Exercise instructions:
A. In the passage on the pandemic lockdowns, what did public health authorities say racism was?
B. Do these statements agree with the passage on the pandemic lockdowns? Answer yes or no for each and quote the deciding words. (i) The city became a ghost town. (ii) Student loans still had to be paid. (iii) People were told to vote at the polling places.
C. Pick up the passage on the pandemic lockdowns after its final sentence and carry it on.

BEGIN Source document

Vast amounts of the white-collar workforce stayed home—and their kids, too—until it became too much to bear. The city became a ghost town. Most U.S. cities were the same.

As the months of disaster rolled on, the captives were let out of their houses for the summer in order to protest racism but no other reason. As a way of excusing this, the same public health authorities said that racism was a virus as bad as COVID-19, so therefore it was permitted.

The protests had turned to riots in many cities, and the police were being defunded and discouraged to do anything about the problem. Citizens watched in horror as downtowns burned and drug-crazed freaks took over whole sections of cities. It was like every standard of decency had been zapped out of an entire swath of the population.

Meanwhile, large checks were arriving in people’s bank accounts, defying every normal economic expectation. How could people not be working and get their bank accounts more flush with cash than ever? There was a new law that didn’t even require that people pay rent. How weird was that? Even student loans didn’t need to be paid.

By the fall, recess from lockdown was over and everyone was told to go home again. But this time they had a job to do: They were supposed to vote. Not at the polling places, because going there would only spread germs, or so the media said. When the voting results finally came in, it was the absentee ballots that swung the election in favor of the opposition party that actually wanted more lockdowns and eventually pushed vaccine mandates on the whole population.

END Source document
BEGIN Provided material

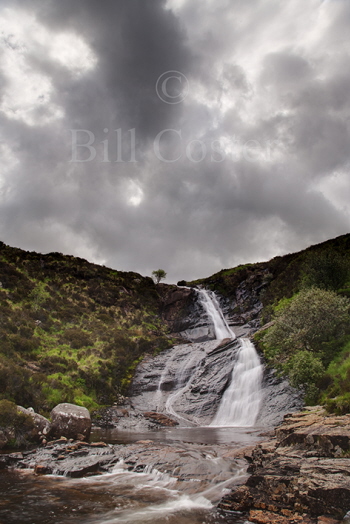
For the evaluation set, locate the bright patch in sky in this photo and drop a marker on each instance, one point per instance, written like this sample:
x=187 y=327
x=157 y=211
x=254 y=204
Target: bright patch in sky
x=134 y=194
x=28 y=93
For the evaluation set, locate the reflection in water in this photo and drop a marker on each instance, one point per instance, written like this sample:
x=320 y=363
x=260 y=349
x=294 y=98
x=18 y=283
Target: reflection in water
x=236 y=437
x=123 y=496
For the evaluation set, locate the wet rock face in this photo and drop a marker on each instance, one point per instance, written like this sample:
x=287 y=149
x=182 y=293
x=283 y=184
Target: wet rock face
x=41 y=424
x=185 y=382
x=70 y=421
x=279 y=398
x=305 y=470
x=187 y=463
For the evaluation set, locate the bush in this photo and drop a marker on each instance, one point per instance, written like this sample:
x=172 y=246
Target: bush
x=77 y=338
x=306 y=371
x=313 y=318
x=326 y=270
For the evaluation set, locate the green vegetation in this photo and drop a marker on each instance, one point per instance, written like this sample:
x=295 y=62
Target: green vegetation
x=305 y=299
x=159 y=274
x=71 y=331
x=15 y=423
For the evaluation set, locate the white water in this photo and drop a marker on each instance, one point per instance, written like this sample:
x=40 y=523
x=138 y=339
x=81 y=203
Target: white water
x=241 y=401
x=211 y=305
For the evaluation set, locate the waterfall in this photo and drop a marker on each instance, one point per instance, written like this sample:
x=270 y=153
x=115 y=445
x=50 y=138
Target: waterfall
x=211 y=305
x=241 y=401
x=186 y=382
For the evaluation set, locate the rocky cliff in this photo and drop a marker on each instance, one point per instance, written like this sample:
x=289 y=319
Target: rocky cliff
x=302 y=474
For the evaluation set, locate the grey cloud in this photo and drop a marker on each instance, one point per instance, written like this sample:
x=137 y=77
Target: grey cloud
x=193 y=218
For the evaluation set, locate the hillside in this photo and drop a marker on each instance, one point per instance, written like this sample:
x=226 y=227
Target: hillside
x=72 y=331
x=299 y=304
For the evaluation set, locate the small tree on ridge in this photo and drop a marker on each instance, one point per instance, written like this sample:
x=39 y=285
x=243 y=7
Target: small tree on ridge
x=158 y=275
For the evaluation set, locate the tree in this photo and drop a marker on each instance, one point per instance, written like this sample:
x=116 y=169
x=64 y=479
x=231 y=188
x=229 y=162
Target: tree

END Provided material

Solved problems:
A. A virus as bad as COVID-19.

B.
(i) Yes: "The city became a ghost town."
(ii) No: "Even student loans didn’t need to be paid."
(iii) No: "Not at the polling places, because going there would only spread germs, or so the media said."

C.
The new party in control took note of the large population movements out of cities and states that they controlled. This would have a large effect on voting patterns in the future. But they had a plan. They would open the borders to millions of people in the guise of caring for refugees. These new warm bodies would become voters in time and certainly count on the census when it came time to reapportion political power.

Meanwhile, the native population had begun to swim in ill health from substance abuse, widespread depression, and demoralization, plus vaccine injury. This increased dependency on the very institutions that had caused the problem in the first place: the medical/scientific establishment.

The rise of crime drove the small businesses out of the city. They had barely survived the lockdowns, but they certainly could not survive the crime epidemic. This undermined the tax base of the city and allowed the criminals to take further control.

The same cities became sanctuaries for the waves of migrants sacking the country, and partisan mayors actually used tax dollars to house these invaders in high-end hotels in the name of having compassion for the stranger. Citizens were pushed out to make way for rampaging migrant hordes, as incredible as this seems.

But with that, of course, crime rose ever further, inciting citizen anger and providing a pretext to bring in the police state in the form of the National Guard, now tasked with cracking down on crime in the transportation system.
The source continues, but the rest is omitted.